What you will do>
Please list each line in the items below that contains the string "shirt".

* * * * *

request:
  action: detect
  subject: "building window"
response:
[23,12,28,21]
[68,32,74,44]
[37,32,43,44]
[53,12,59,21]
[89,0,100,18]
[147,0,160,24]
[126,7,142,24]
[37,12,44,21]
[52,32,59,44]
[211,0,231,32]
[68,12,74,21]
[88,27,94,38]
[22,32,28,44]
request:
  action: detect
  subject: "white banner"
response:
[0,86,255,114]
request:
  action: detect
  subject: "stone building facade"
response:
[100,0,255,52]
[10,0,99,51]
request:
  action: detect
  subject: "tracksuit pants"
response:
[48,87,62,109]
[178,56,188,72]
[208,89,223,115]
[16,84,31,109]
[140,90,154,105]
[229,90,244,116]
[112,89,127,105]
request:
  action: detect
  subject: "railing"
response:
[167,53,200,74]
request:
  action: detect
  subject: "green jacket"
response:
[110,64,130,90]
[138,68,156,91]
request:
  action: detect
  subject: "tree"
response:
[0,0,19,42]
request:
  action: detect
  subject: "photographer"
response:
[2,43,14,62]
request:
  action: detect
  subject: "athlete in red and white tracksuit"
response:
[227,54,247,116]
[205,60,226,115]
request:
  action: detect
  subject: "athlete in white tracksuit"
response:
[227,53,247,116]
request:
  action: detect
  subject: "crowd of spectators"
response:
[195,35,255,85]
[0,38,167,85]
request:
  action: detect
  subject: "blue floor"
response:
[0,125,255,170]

* * * * *

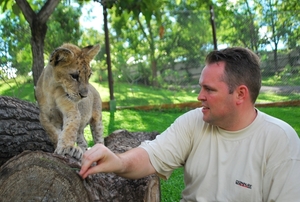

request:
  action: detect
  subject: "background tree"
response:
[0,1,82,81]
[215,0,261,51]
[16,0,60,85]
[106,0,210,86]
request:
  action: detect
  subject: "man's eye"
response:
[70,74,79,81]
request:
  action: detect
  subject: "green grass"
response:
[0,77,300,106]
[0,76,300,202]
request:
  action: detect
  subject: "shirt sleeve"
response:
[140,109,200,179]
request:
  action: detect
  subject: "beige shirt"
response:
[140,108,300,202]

* * * * *

Written reply>
  subject: "shirt sleeve"
  subject: "beige shirt"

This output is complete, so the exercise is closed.